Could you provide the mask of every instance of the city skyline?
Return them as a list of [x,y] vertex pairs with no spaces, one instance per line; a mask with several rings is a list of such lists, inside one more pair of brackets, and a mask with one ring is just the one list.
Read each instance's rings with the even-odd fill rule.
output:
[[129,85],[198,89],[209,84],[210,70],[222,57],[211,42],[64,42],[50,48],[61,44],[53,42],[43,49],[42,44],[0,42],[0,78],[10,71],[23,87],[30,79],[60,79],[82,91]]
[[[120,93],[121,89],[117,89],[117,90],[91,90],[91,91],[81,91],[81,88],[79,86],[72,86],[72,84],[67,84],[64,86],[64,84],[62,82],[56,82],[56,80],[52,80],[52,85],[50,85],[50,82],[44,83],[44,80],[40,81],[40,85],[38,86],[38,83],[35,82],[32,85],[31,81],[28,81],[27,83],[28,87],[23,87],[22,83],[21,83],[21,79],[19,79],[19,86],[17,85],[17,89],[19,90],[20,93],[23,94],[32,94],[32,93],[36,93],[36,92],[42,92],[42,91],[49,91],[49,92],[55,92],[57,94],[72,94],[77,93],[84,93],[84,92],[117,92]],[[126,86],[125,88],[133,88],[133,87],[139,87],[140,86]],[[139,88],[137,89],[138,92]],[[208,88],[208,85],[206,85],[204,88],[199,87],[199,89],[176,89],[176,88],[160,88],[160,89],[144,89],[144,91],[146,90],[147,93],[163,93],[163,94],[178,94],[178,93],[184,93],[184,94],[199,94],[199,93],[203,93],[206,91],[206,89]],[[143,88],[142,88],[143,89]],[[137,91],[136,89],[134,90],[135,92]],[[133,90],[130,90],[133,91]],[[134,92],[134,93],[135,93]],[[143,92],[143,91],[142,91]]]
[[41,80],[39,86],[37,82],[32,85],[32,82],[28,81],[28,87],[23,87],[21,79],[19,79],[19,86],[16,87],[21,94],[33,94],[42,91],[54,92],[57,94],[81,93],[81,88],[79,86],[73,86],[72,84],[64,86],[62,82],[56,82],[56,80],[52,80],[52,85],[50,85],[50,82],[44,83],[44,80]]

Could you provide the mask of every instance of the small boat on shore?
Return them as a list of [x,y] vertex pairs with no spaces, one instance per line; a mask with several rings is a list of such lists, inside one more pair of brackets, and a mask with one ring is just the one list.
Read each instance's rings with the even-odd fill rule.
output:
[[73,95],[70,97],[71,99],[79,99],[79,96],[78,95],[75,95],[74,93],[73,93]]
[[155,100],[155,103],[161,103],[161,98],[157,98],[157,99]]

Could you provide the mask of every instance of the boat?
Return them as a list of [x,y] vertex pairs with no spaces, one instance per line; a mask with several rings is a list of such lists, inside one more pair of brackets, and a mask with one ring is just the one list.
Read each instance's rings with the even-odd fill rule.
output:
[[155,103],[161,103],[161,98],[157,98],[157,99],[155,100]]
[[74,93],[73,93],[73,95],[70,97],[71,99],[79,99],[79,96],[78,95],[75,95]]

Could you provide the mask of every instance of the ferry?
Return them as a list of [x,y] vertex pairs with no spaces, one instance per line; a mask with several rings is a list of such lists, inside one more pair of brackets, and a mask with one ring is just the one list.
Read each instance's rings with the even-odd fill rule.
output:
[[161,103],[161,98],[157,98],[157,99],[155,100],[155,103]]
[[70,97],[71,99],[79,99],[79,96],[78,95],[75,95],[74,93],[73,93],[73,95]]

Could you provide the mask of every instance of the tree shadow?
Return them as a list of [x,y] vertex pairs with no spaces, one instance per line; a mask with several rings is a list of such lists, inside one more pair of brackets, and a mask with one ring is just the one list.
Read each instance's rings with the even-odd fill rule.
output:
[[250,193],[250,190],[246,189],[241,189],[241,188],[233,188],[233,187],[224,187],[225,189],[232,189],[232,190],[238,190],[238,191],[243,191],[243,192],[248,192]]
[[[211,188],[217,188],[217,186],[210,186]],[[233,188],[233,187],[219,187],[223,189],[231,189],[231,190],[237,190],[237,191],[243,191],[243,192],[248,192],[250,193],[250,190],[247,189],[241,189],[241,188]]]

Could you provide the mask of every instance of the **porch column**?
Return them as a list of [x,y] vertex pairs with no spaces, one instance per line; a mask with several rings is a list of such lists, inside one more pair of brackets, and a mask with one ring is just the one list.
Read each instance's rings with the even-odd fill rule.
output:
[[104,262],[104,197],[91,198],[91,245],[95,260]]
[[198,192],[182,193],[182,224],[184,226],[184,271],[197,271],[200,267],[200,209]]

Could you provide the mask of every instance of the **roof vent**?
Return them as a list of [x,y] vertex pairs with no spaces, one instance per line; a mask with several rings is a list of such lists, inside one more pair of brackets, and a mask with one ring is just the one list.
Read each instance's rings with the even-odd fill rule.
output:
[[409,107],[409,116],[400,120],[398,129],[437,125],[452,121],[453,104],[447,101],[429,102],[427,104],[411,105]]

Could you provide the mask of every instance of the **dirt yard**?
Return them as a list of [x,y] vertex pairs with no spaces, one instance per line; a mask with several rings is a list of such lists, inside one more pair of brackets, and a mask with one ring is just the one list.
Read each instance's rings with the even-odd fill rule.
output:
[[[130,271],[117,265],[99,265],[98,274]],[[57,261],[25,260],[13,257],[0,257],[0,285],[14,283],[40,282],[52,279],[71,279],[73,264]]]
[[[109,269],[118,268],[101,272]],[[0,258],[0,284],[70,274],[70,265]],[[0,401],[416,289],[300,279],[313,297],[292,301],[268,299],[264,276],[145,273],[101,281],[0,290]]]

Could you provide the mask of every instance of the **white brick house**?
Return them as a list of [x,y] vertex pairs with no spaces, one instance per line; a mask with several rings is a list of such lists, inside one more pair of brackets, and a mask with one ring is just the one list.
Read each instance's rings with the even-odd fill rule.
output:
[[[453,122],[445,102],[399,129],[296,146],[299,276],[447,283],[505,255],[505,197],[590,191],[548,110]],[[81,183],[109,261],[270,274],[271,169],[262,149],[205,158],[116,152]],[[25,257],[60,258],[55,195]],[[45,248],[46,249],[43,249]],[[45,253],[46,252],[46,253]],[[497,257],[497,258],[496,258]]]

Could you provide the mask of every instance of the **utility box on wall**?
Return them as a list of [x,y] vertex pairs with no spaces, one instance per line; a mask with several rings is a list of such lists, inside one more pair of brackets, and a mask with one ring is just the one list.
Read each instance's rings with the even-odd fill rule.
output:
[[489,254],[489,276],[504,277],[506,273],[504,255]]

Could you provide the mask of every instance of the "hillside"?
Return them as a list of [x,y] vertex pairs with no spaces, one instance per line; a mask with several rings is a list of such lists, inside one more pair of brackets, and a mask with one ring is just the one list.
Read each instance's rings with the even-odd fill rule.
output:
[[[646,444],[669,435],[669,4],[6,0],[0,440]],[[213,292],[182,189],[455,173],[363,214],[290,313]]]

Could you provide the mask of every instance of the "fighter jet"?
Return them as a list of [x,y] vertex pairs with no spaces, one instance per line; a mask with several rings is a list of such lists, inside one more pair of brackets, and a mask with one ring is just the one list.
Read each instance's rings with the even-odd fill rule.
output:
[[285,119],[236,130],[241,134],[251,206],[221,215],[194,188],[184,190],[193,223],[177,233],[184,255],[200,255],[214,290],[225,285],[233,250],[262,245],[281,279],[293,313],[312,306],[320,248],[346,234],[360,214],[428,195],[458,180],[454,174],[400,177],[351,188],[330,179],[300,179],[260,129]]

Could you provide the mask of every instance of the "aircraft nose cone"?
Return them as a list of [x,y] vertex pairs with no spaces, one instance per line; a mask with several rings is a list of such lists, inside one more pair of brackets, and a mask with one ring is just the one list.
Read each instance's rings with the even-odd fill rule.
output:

----------

_HOW TO COMPLETE THIS TASK_. Using the exact wording, repeat all the entries.

_TASK ANSWER_.
Could you provide the mask of every instance of the city skyline?
Return them as a list of [x,y] vertex pairs with no spaces, one instance per line; a mask with several rings is a list of such lists, inside one more pair of brackets, and a mask with one ring is just the one list.
Read each instance's rings with the even-odd fill rule.
output:
[[129,85],[198,89],[209,84],[210,70],[222,57],[211,42],[64,42],[50,48],[61,44],[53,42],[43,49],[42,44],[0,42],[0,78],[10,71],[23,87],[30,79],[60,79],[82,91]]
[[[120,93],[121,89],[117,89],[117,90],[91,90],[91,91],[81,91],[81,88],[79,86],[72,86],[72,84],[67,84],[64,86],[64,84],[62,82],[56,82],[56,80],[52,80],[52,85],[50,85],[50,82],[44,83],[44,80],[40,81],[40,85],[38,86],[38,83],[35,82],[32,85],[31,81],[28,81],[27,83],[28,87],[23,87],[22,83],[21,83],[21,79],[19,79],[19,86],[17,85],[17,89],[19,90],[20,93],[23,94],[32,94],[32,93],[36,93],[36,92],[42,92],[42,91],[49,91],[49,92],[55,92],[57,94],[72,94],[77,93],[84,93],[84,92],[117,92]],[[126,86],[125,88],[133,88],[133,87],[139,87],[140,86]],[[139,88],[137,89],[138,92]],[[208,88],[208,85],[206,85],[204,88],[199,87],[199,89],[176,89],[176,88],[160,88],[160,89],[144,89],[144,91],[146,90],[147,93],[163,93],[163,94],[178,94],[178,93],[184,93],[184,94],[199,94],[199,93],[203,93],[206,91],[206,89]],[[143,88],[142,88],[143,89]],[[137,91],[136,89],[134,90],[135,92]],[[133,90],[130,90],[133,91]],[[134,92],[134,93],[135,93]],[[143,92],[143,91],[142,91]]]
[[41,80],[39,86],[37,82],[32,85],[32,82],[28,81],[28,87],[23,87],[21,79],[19,79],[19,86],[16,87],[21,94],[33,94],[42,91],[54,92],[57,94],[81,93],[81,88],[79,86],[73,86],[72,84],[64,86],[62,82],[56,82],[56,80],[52,80],[52,85],[50,85],[50,82],[44,83],[44,80]]

Could you provide the mask of every instance of the small boat on shore?
Return them as a list of [x,y] vertex pairs with no spaces, one instance per line; a mask with several rings is a list of such lists, inside one more pair of brackets, and a mask with one ring is just the one list.
Read each instance's rings with the even-odd fill rule.
output:
[[73,95],[70,97],[71,99],[79,99],[79,96],[78,95],[75,95],[74,93],[73,93]]
[[155,100],[155,103],[161,103],[161,98],[157,98],[157,99]]

Could you provide the mask of every instance of the boat?
Return them as a list of [x,y] vertex pairs with no spaces, one instance per line; a mask with several rings is a list of such lists, inside one more pair of brackets, and a mask with one ring is just the one list.
Read each instance's rings with the even-odd fill rule.
output:
[[155,103],[161,103],[161,98],[157,98],[157,99],[155,100]]
[[74,93],[73,93],[73,95],[70,97],[71,99],[79,99],[79,96],[78,95],[75,95]]

Could you provide the mask of every instance of the ferry?
Return them as a list of [x,y] vertex pairs with no spaces, one instance per line; a mask with several rings is a list of such lists, inside one more pair of brackets, and a mask with one ring is just the one list.
Read each instance's rings with the even-odd fill rule.
output:
[[161,103],[161,98],[157,98],[157,99],[155,100],[155,103]]
[[70,97],[71,99],[79,99],[79,96],[78,95],[75,95],[74,93],[73,93],[73,95]]

Could you provide the mask of every instance of the tree shadow?
Return them as a list of [x,y] vertex pairs with no spaces, one instance per line; a mask with several rings is a list of such lists, inside one more pair of brackets, and a mask with one ring is just the one list.
Read each instance's rings with the even-odd fill rule.
output:
[[250,193],[250,190],[246,189],[241,189],[241,188],[233,188],[233,187],[224,187],[225,189],[232,189],[232,190],[238,190],[238,191],[243,191],[243,192],[248,192]]
[[[211,188],[217,188],[217,186],[210,186]],[[233,188],[233,187],[219,187],[223,189],[231,189],[231,190],[237,190],[237,191],[243,191],[243,192],[248,192],[250,193],[250,190],[247,189],[241,189],[241,188]]]

Could you provide the mask of every instance of the **porch column**?
Return them as a list of [x,y] vertex pairs with no spaces, one instance per line; a mask with several rings is a list of such lists, inside one more pair of brackets, and a mask with one ring is just the one list.
Read each instance's rings with the even-odd fill rule.
output:
[[104,262],[104,197],[91,198],[91,245],[95,260]]
[[198,192],[182,193],[182,224],[184,226],[184,271],[197,271],[200,267],[200,209]]

Could you provide the mask of every instance of the **roof vent**?
Return them as a list of [x,y] vertex pairs with no spaces, one instance per line; a mask with several rings is a list of such lists, inside one more pair of brackets, and a mask with one ring is just the one list.
Read each instance's rings with the even-odd fill rule.
output:
[[409,107],[409,116],[400,120],[398,129],[437,125],[452,121],[453,104],[447,101],[429,102],[427,104],[411,105]]

Could you provide the mask of every instance of the **dirt yard**?
Return them as a list of [x,y] vertex pairs with no spaces, one instance per line; a mask with several rings is a list of such lists, inside one more pair of brackets, and a mask with one ring is just the one list.
Read each instance's rings with the even-odd fill rule.
output:
[[[130,271],[117,265],[99,265],[98,274]],[[57,261],[25,260],[13,257],[0,257],[0,285],[14,283],[40,282],[52,279],[71,279],[73,264]]]
[[[109,269],[118,268],[101,272]],[[0,258],[0,284],[70,274],[70,265]],[[0,401],[416,289],[300,279],[313,297],[292,301],[268,299],[264,276],[145,273],[101,281],[0,290]]]

Could you provide the mask of every instance of the **white brick house**?
Return them as a list of [x,y] vertex pairs with no spaces, one instance per line; a mask with several rings is a list of such lists, inside one more pair of brackets, and a mask with one ring is just the one list.
Read each instance's rings with the even-odd fill rule.
output:
[[[453,122],[445,102],[399,129],[296,146],[299,276],[447,283],[505,255],[505,197],[590,191],[548,110]],[[81,183],[109,261],[270,274],[271,169],[262,149],[205,158],[116,152]],[[25,257],[60,258],[55,195]],[[45,248],[46,249],[43,249]],[[45,253],[46,252],[46,253]],[[497,257],[497,258],[496,258]]]

Could you provide the mask of every instance of the **utility box on wall**?
Return them as a list of [x,y] vertex pairs with no spaces, one instance per line; a mask with several rings is a list of such lists, inside one more pair of brackets, and a mask with one ring is just the one list.
Read each instance's rings with the even-odd fill rule.
output:
[[489,254],[489,276],[504,277],[506,273],[504,255]]

Could you provide the mask of every instance of the "hillside"?
Return them as a list of [x,y] vertex pairs with no spaces, one instance per line; a mask with several rings is a list of such lists, inside one more pair of brackets, and a mask with one ring is just the one list.
Read each instance's rings with the even-odd fill rule.
output:
[[[646,444],[669,435],[669,4],[6,0],[0,440]],[[213,292],[182,189],[455,173],[363,214],[290,313]]]

Could you provide the mask of every instance of the "fighter jet"?
Return them as a list of [x,y] vertex pairs with no spaces, one instance per line; a mask with several rings is a list of such lists, inside one more pair of brackets, and a mask with one ring is just the one list.
Read each instance's rings with the even-odd fill rule.
output:
[[285,119],[236,130],[241,134],[251,206],[221,215],[194,188],[184,190],[193,223],[177,233],[184,255],[200,255],[214,290],[225,285],[233,250],[262,245],[281,279],[293,313],[312,306],[320,248],[346,234],[360,214],[428,195],[458,180],[454,174],[400,177],[351,188],[330,179],[300,179],[260,129]]

Could you provide the mask of every instance of the "aircraft nose cone"?
Return them as a list of [x,y] vertex pairs with no spaces, one instance per line; a mask with several rings is a list of such lists, inside one more pair of brackets, and a mask with one ring is just the one list.
Read each instance's rings with the even-odd fill rule.
output:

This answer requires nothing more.